··· Given data
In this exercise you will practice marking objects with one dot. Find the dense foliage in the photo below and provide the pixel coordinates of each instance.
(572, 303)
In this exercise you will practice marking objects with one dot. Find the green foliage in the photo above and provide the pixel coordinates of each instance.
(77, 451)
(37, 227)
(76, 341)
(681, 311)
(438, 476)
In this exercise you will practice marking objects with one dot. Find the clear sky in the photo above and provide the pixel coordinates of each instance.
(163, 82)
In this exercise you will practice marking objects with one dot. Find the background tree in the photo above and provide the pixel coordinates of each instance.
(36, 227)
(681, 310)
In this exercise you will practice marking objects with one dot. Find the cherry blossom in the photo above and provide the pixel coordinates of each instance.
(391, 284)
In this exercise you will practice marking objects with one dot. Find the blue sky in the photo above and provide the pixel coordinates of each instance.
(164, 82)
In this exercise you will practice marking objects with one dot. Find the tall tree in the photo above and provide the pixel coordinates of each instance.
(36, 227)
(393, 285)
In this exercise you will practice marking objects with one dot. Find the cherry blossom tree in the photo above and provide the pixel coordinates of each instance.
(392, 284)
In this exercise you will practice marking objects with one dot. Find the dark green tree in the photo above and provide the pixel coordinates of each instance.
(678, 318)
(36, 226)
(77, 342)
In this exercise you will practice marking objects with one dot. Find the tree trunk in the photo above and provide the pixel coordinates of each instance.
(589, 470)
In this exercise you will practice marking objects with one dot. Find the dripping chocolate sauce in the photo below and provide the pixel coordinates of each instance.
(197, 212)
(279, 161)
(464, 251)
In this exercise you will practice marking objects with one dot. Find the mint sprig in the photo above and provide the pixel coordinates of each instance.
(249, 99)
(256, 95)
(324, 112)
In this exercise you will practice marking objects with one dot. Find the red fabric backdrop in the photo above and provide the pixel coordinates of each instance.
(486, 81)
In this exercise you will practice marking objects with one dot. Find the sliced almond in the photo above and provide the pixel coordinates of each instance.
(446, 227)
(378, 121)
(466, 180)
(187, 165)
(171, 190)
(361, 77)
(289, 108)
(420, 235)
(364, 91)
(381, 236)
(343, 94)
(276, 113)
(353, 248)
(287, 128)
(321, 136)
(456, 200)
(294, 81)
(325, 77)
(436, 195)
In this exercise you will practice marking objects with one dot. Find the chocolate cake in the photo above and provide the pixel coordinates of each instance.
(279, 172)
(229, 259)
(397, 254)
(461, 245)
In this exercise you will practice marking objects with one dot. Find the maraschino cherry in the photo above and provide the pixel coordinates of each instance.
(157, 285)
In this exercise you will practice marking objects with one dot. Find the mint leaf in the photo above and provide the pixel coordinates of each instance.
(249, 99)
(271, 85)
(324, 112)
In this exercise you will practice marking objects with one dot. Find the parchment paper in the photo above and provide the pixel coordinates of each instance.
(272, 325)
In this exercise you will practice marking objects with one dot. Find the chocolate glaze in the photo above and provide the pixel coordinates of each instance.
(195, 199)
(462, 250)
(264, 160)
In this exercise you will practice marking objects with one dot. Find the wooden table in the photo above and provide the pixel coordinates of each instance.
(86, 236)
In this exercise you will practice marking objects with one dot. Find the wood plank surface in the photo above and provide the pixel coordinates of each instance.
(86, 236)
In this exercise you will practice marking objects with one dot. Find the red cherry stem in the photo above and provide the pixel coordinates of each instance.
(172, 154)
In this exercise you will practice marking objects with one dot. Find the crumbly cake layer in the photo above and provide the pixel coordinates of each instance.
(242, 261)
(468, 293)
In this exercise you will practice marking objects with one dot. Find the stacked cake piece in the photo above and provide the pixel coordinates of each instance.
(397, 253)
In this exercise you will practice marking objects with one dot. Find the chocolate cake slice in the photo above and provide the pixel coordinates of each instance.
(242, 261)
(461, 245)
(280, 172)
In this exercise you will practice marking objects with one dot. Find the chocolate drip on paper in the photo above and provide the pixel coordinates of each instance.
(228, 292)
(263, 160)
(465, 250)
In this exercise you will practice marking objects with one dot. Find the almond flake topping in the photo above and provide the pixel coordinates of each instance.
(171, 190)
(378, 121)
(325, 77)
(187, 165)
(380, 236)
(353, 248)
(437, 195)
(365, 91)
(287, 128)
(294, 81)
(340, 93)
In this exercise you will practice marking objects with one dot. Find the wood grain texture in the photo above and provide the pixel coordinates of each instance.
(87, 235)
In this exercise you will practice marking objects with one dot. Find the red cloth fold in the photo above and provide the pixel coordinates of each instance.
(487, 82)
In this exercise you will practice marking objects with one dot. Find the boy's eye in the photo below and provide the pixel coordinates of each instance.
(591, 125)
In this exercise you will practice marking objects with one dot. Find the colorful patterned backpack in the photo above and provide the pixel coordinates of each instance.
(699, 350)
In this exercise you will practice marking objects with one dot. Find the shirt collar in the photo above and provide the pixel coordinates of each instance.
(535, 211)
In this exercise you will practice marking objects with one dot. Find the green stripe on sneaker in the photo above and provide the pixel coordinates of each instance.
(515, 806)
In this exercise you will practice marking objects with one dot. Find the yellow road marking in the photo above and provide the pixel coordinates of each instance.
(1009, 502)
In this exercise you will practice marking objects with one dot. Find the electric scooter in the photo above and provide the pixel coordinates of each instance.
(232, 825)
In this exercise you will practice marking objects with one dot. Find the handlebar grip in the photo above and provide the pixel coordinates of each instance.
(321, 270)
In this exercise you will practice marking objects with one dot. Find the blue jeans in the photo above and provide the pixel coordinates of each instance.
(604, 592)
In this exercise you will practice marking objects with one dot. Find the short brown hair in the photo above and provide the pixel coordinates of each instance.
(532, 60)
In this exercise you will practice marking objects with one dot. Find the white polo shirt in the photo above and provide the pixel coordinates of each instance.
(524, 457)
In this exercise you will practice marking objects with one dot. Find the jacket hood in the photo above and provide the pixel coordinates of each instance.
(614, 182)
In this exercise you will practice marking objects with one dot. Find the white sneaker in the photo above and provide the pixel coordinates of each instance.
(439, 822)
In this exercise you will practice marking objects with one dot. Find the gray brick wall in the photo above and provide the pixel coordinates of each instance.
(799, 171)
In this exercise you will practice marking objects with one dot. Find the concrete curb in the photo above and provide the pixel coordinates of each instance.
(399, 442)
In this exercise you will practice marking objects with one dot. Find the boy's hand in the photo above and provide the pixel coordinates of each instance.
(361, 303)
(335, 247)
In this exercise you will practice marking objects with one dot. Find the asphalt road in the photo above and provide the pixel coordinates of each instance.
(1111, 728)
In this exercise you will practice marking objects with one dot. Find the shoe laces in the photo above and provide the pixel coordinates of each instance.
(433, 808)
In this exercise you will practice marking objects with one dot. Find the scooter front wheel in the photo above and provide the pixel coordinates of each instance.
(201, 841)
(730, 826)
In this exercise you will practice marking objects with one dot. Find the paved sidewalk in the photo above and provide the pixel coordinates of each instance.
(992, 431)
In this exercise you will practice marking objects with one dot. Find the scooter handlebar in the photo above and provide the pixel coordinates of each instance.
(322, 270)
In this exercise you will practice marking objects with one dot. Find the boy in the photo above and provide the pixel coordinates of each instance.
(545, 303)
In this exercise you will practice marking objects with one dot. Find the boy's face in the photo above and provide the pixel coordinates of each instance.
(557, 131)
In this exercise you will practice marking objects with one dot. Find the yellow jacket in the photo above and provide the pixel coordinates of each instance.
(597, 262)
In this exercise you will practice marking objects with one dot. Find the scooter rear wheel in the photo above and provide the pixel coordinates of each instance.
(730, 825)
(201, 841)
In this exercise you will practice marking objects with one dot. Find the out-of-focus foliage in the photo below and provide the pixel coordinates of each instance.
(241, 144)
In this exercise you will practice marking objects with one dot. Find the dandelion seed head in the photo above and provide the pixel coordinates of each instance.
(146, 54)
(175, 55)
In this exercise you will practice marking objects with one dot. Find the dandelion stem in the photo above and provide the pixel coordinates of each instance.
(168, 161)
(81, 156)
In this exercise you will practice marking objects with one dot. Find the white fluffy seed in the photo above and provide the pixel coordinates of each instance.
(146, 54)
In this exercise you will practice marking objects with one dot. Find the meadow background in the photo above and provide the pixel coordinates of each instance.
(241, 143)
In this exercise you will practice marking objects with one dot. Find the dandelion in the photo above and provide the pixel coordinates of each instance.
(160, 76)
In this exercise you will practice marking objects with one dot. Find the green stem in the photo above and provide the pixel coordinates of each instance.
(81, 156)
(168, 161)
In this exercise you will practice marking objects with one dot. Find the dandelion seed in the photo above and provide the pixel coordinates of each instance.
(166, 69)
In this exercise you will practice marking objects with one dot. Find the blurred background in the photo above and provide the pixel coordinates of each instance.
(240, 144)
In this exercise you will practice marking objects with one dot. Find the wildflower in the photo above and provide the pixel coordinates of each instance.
······
# Challenge
Only the lines from the one containing "the dandelion stem" to the end of the data should be printed, exactly as they stand.

# Complete answer
In this exercise you will practice marking objects with one dot. Find the dandelion stem in the photo above and provide the pixel coordinates of each instance.
(168, 161)
(81, 156)
In this exercise you will practice marking objects with one dot. Find the white fluffy seed in the photo above and provide the pixel coordinates of each instance.
(146, 54)
In this exercise you will practice marking objects with one dot. Find the meadow background in the photo above and provide the pixel coordinates of each instance.
(241, 143)
In this exercise you will practice marking objects with one dot. Find the dandelion in the photo above and provide the pixel coordinates of each instance.
(160, 76)
In this exercise you will practice marking objects with one dot. Find the green stem in the photo above and provide the pixel coordinates of each instance.
(81, 156)
(168, 161)
In this exercise you will practice marking objects with one dot. Find the dandelion seed in the photo above and provide the pixel coordinates of each instance.
(166, 69)
In this exercise you will practice marking objects with one dot. Find the blurred background in the photo above and provide the pixel coordinates of each instance.
(240, 144)
In this exercise you will practice marking objects with one dot. Find the wildflower in the photo above and provide the pixel coordinates of each instance.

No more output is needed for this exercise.